### Exercise details
In the timeshare sales forum thread, how much money did the sales rep say he lost betting?

### Reading passage

++++++++++

90_Min_Sales_Pitch said:


> I'm curious on how common it is for sales reps to gamble with each other on whether a particular target will buy a timeshare.
> 
> We were at Diamond Resorts in Sedona a few years back, the last customers to leave the building.  After turning down the trial package, the rep said, "He tricked me, he said you would be an easy buy!  I lost $50 betting on this!"  He then ran upstairs, and I heard quite a bit of yelling and shouting.


Never seen or done that at Locations I worked at.


----------



## markb53 (Dec 4, 2022)

RowdyRiner said:


> They do track how many you attend but that's mainly to track Sales Closing percentages. They'll never stop offering either because it's always an opportunity to sell. "I've got the exact amount of points I need" is a common objection I've overcame and sold to many times. Also, sold people who hadn't bought in 20+ years. That's why they'll never stop gifting you.



I’ve agreed to do an owner update only to be called later to cancel because “I am not in the rotation right now”


----------



## bnoble (Dec 4, 2022)

I suspect if they have more than they can handle in a day (because they mistakenly over-booked, or someone called in sick), they make some educated guesses about who isn't buying. At least, that's what I'd do. And, you can bet that anyone who (a) had resale points in their account and (b) had been to many updates before would be right near the top of the "let's not do that" list.


----------



## TerryH (Dec 4, 2022)

++++++++++

### Stored records
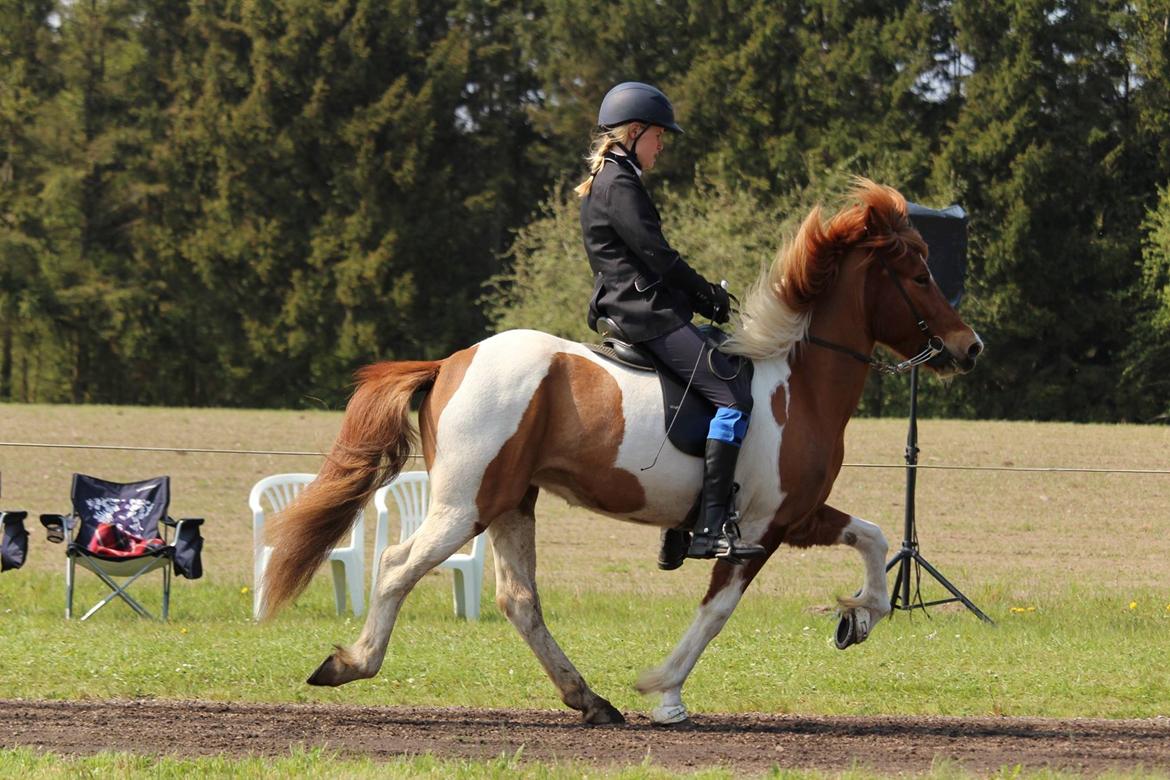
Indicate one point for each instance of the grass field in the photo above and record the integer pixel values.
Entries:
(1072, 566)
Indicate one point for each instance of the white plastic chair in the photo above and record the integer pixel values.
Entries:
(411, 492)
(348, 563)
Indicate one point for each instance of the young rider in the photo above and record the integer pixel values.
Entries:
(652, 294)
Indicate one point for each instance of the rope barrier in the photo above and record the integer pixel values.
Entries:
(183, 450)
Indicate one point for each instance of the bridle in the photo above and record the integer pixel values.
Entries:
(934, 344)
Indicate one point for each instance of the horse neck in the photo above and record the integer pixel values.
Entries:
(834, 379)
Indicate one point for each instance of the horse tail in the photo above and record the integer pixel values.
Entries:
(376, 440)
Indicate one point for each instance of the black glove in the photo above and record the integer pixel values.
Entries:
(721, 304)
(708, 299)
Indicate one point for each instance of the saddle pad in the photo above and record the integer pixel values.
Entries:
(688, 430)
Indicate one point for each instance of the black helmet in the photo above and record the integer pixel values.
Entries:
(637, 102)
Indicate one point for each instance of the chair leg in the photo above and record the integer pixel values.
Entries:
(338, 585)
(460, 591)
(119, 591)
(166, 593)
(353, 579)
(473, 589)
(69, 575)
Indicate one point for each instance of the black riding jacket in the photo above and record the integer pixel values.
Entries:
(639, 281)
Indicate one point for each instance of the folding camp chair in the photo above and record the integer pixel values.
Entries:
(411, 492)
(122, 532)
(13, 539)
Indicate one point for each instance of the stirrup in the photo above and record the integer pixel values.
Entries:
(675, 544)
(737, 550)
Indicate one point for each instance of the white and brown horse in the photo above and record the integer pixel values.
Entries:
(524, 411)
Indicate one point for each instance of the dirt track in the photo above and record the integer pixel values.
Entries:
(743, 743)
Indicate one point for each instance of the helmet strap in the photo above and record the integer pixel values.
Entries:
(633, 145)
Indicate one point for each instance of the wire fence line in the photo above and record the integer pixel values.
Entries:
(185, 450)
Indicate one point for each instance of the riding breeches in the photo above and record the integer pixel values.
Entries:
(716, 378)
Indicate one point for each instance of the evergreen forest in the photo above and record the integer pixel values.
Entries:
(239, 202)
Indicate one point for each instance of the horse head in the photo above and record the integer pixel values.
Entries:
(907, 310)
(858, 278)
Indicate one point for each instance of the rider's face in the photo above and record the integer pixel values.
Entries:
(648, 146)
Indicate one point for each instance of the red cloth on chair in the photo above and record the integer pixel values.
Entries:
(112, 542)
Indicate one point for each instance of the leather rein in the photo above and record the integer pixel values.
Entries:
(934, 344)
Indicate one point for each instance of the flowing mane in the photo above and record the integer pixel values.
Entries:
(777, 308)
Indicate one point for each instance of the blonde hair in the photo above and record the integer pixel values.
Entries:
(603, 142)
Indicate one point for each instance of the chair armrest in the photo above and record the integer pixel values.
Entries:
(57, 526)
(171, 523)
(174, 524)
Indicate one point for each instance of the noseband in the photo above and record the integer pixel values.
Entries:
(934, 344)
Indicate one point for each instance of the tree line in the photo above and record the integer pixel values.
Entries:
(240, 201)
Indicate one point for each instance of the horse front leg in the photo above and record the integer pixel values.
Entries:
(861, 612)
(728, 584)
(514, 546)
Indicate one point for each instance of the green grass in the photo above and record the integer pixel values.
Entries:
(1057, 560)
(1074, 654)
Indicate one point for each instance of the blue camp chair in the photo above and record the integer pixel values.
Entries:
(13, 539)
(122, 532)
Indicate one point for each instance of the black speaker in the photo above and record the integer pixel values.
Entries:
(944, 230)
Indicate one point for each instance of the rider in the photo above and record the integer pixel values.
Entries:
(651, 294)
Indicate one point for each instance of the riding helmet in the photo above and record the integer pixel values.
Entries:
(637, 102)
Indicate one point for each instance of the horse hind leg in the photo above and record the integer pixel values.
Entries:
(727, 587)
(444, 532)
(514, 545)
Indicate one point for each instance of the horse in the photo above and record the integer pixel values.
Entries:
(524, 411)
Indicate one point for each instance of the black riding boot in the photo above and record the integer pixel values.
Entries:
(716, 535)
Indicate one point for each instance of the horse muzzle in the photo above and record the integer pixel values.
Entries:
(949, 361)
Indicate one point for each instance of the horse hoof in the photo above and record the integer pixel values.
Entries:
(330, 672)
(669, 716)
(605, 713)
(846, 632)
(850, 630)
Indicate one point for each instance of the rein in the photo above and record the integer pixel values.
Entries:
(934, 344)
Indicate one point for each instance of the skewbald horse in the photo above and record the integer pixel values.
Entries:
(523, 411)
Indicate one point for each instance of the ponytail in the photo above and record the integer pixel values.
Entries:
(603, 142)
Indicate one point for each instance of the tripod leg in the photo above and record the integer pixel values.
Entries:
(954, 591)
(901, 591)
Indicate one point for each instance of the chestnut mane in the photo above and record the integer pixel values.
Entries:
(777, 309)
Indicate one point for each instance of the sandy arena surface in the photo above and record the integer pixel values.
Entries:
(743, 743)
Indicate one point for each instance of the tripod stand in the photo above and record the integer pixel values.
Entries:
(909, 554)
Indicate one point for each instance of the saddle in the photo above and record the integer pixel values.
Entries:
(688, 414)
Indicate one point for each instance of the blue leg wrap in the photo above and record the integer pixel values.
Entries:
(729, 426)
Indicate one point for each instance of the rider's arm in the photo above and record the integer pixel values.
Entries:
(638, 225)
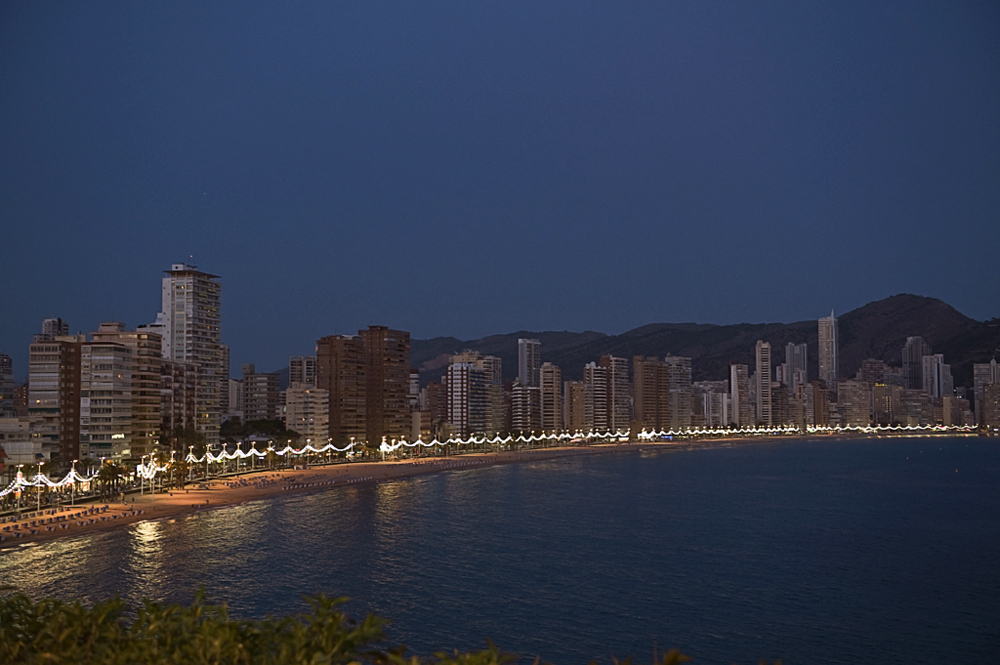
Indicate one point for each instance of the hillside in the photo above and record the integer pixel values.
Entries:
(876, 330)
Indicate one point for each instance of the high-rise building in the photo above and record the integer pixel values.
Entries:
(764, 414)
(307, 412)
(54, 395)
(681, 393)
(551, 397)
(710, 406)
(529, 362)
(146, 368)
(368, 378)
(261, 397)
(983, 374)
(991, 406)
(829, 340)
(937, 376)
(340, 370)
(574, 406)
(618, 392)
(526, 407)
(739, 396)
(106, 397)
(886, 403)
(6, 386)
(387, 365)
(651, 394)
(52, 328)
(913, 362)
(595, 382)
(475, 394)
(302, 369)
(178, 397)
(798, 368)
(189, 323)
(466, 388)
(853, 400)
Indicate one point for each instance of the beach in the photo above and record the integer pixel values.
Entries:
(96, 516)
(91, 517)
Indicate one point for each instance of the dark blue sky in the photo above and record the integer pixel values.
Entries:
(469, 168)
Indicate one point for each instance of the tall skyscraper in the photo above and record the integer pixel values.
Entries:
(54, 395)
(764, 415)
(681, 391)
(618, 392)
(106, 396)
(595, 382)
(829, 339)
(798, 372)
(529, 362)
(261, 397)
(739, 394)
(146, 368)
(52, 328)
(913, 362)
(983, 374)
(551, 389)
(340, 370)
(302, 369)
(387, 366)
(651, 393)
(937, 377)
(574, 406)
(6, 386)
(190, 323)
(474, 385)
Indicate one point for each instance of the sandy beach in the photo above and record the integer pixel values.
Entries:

++++++++++

### Complete response
$50